Text shown:
BEGIN
Congress is considering two mammoth pieces of legislation. Unfortunately, both bills would jeopardize Americans’ health.
The first bill, a $1 trillion bipartisan infrastructure package that the Senate already passed in mid-August, should come up for a vote on the House floor — in some form — by the end of the year. It mostly funds roads, bridges, and ports — but also contains a provision delaying the Trump administration’s “rebate rule” that was designed to save patients billions of dollars at the pharmacy counter.
The second, a $3.5 trillion behemoth, eliminates that rule entirely — and would also let the government “negotiate” drug prices, a step that will inevitably result in access restrictions for patients and a decrease in investment for new medical innovations.
Congressional Democrats are selling both bills as historic “reforms” that would save patients money. But they’re misleading their constituents and the country. These initiatives will saddle patients with higher out-of-pocket costs and reduce their ability to use cutting-edge medicines — all to free up space in the government’s budget for unrelated things – like boondoggle subsidies for electric vehicles.
Let’s start with the Trump-era rule. It would require pharmacy benefit managers — the firms that help insurance companies design and administer prescription drug plans — to use the discounts and rebates they extract from pharmaceutical companies to reduce out-of-pocket drug costs for patients. Those discounts are considerable, totaling $187 billion in 2020.
The rule would massively reduce copays and coinsurance for the sickest patients. That’s important because study after study has found reducing patients’ out-of-pocket spending increases their adherence to prescription regimens and results in better health outcomes. Over 44 percent of adults have skipped a medically necessary prescription at least once because of cost. Ten percent have done so more than three times.
Aside from bolstering patients’ health outcomes, the rule would also save the entire U.S. healthcare system a lot of money. Studies have estimated that non-adherence costs nearly $300 billion per year. That number could be twice as much if loss of worker productivity is accounted for. When people don’t take their medications, treatable chronic conditions can turn into expensive medical emergencies.
END
Stored data:
BEGIN
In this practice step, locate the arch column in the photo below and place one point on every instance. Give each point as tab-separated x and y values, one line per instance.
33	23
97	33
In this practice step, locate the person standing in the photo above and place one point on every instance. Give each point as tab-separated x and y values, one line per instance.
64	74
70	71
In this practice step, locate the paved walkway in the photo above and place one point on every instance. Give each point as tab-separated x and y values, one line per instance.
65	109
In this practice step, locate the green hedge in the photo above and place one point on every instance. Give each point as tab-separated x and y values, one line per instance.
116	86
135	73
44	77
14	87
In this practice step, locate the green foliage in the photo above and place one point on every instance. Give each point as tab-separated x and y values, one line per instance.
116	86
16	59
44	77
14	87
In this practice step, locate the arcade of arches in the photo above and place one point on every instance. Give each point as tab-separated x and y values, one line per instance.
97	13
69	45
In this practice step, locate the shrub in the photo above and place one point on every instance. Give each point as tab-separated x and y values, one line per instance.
END
BEGIN
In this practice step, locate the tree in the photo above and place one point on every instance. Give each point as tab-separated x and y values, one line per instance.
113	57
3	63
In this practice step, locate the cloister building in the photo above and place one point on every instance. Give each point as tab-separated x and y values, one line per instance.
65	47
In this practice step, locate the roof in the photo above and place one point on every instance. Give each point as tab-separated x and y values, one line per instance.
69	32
END
Work instructions: According to the article on the two bills before Congress, what did the discounts and rebates from pharmaceutical companies total in 2020?

Answer to this exercise: $187 billion